### DIRECTIONS
Your answer should repeat the entries in full, exactly as given, with no pictures.

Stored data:
####

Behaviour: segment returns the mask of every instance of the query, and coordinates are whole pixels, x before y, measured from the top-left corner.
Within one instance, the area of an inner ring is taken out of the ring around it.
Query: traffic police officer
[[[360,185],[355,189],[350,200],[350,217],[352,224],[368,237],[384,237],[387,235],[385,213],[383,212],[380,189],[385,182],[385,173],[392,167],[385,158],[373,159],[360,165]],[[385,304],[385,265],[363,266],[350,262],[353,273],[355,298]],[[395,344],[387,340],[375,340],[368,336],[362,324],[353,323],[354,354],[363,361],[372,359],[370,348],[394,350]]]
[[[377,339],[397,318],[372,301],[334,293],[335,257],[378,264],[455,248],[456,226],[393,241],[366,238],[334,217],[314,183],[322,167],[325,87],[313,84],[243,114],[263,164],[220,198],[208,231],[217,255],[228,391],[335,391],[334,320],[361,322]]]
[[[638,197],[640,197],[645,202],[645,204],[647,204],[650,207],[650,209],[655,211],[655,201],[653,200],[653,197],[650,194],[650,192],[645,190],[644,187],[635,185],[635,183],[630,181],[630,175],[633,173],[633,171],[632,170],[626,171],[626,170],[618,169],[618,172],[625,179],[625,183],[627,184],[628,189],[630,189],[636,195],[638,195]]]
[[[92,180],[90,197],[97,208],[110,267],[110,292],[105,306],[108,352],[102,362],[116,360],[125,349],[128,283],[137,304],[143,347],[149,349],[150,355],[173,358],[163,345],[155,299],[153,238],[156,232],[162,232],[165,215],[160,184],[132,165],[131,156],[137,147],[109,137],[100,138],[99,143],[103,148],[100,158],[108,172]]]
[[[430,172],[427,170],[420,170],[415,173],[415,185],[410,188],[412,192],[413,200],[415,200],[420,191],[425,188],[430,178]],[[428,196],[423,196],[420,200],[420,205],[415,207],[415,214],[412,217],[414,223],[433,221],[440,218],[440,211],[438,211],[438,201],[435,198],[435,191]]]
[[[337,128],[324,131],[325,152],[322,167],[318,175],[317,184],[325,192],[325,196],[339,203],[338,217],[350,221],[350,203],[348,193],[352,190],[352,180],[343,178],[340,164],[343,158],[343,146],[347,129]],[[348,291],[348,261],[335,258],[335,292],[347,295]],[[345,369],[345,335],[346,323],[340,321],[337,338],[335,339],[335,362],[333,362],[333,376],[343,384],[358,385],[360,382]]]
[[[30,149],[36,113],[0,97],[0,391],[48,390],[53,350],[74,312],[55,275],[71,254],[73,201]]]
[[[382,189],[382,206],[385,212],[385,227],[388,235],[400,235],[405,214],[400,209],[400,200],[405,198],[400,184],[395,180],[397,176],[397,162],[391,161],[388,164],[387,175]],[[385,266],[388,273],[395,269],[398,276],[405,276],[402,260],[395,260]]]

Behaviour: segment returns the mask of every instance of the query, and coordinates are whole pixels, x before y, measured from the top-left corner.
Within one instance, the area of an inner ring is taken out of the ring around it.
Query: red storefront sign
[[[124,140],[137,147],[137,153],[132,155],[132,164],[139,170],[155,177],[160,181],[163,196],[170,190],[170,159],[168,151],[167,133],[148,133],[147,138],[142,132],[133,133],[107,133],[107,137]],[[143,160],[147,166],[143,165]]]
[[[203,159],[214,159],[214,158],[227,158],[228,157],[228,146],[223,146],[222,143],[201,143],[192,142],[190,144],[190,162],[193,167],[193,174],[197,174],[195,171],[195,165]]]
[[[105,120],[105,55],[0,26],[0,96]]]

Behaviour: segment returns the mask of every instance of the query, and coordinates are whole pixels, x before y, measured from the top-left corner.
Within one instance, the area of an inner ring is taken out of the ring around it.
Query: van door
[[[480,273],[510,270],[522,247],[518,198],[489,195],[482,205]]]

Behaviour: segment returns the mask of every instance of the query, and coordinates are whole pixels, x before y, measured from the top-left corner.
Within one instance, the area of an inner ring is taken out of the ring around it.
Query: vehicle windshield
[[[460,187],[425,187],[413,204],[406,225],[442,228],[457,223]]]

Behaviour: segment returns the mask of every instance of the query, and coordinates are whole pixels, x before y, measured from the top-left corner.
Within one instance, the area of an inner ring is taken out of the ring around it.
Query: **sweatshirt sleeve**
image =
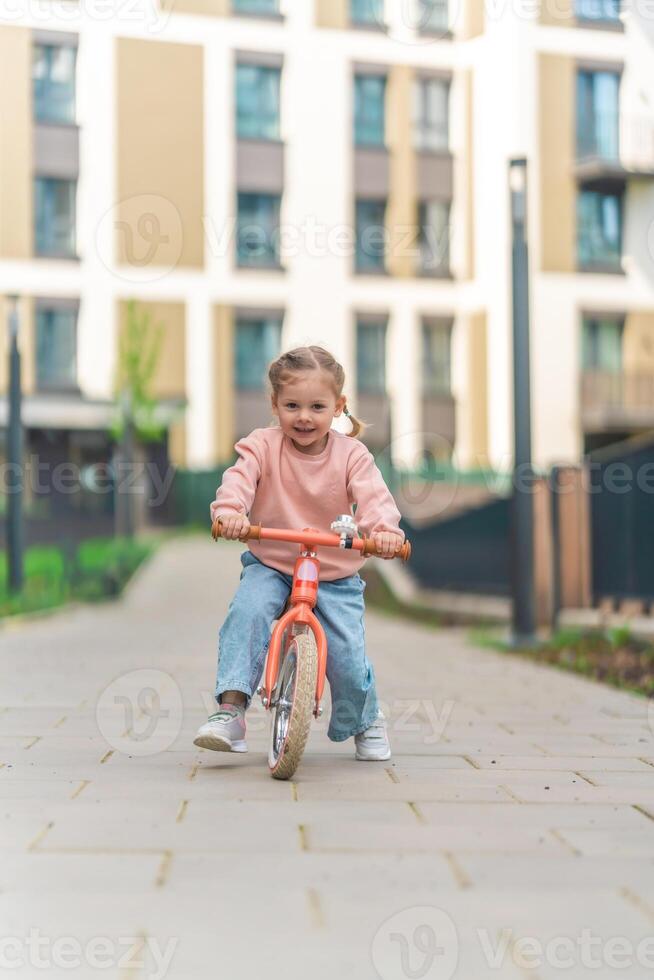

####

### RESPONSE TO THE EXERCISE
Behaviour: segment returns the mask of every instance of the query, and coordinates are whole pixels, x before y, measured from the top-left corner.
Within one instance, the area of an inner ring is taken out of the ring around it.
Query: traffic police officer
[[[360,185],[355,189],[350,200],[350,217],[352,224],[368,237],[384,237],[387,235],[385,213],[383,212],[380,189],[385,182],[385,173],[392,167],[385,158],[373,159],[360,165]],[[385,304],[385,265],[363,266],[350,262],[353,273],[355,298]],[[395,344],[387,340],[375,340],[368,336],[362,324],[353,323],[354,354],[363,361],[372,359],[370,348],[394,350]]]
[[[377,339],[397,318],[372,301],[334,293],[335,257],[378,264],[455,248],[456,226],[393,241],[366,238],[334,217],[314,183],[322,167],[325,87],[313,84],[243,114],[263,164],[220,198],[208,231],[217,255],[228,391],[335,391],[334,320],[361,322]]]
[[[638,197],[640,197],[645,202],[645,204],[647,204],[650,207],[650,209],[655,211],[655,201],[653,200],[653,197],[650,194],[650,192],[645,190],[644,187],[635,185],[635,183],[630,181],[630,175],[633,173],[633,171],[632,170],[626,171],[626,170],[618,169],[618,172],[625,179],[625,183],[627,184],[628,189],[630,189],[636,195],[638,195]]]
[[[92,180],[90,197],[97,208],[110,267],[110,292],[105,306],[108,352],[102,362],[116,360],[125,349],[128,283],[137,304],[143,347],[149,349],[150,355],[173,358],[163,345],[155,299],[153,238],[156,232],[162,232],[165,215],[160,184],[132,165],[131,156],[137,147],[109,137],[100,138],[99,143],[103,148],[100,158],[108,172]]]
[[[430,172],[427,170],[420,170],[415,173],[415,185],[410,188],[412,192],[413,200],[415,200],[420,191],[425,188],[430,178]],[[428,196],[423,196],[420,200],[420,205],[415,207],[415,214],[412,217],[414,223],[433,221],[440,218],[440,211],[438,211],[438,201],[435,198],[435,191]]]
[[[337,128],[324,131],[325,152],[322,167],[318,175],[317,184],[325,192],[325,196],[339,203],[338,217],[350,221],[350,203],[348,193],[352,190],[352,180],[343,178],[340,164],[343,158],[343,146],[347,129]],[[348,291],[348,261],[335,258],[335,292],[347,295]],[[345,369],[345,335],[346,323],[340,321],[337,338],[335,339],[335,362],[333,362],[333,376],[343,384],[358,385],[360,382]]]
[[[30,149],[36,113],[0,97],[0,391],[48,390],[53,350],[74,312],[55,275],[71,254],[73,201]]]
[[[382,189],[382,206],[385,212],[385,227],[388,235],[400,235],[405,214],[400,209],[400,200],[405,198],[400,184],[395,180],[397,176],[397,162],[391,161],[388,164],[387,175]],[[385,266],[388,273],[395,269],[398,276],[405,276],[402,260],[395,260]]]

Behaviour: segment returns the mask of every instance of the query, and coordinates are whole pixels, x before y, measured from the top-left corner.
Within one instance, the area of an inner ring is taken out of the ring around it.
Query: red storefront sign
[[[124,140],[137,147],[137,153],[132,155],[132,164],[139,170],[155,177],[160,181],[163,196],[170,190],[170,159],[168,151],[167,133],[148,133],[147,138],[142,132],[133,133],[107,133],[107,137]],[[143,160],[147,166],[143,165]]]
[[[203,159],[214,159],[214,158],[227,158],[228,157],[228,146],[223,146],[222,143],[201,143],[192,142],[190,144],[190,162],[193,167],[193,174],[197,174],[195,171],[195,165]]]
[[[105,120],[105,55],[0,26],[0,96]]]

Behaviour: segment returns the mask of every instance of the query, and coordinates are whole pixels, x before y, measured from the top-left corner.
Within one instance, the area of an inner ring is taken out of the ring around it.
Query: van door
[[[480,273],[510,270],[522,247],[518,198],[489,195],[482,205]]]

Behaviour: segment returns the mask of every instance of the query, and coordinates are whole pixels, x before y, measured from the top-left corner.
Within one instance, the area of an inner ring is taken out of the ring around it.
Query: vehicle windshield
[[[460,187],[425,187],[413,204],[406,225],[442,228],[457,223]]]

Behaviour: segment returns the mask of every instance of the query, and coordinates are whole pixels, x before y, measured from the top-left corner.
Within one instance, the area of an inner ring is taken out of the ring around it.
Query: **sweatshirt sleeve**
image =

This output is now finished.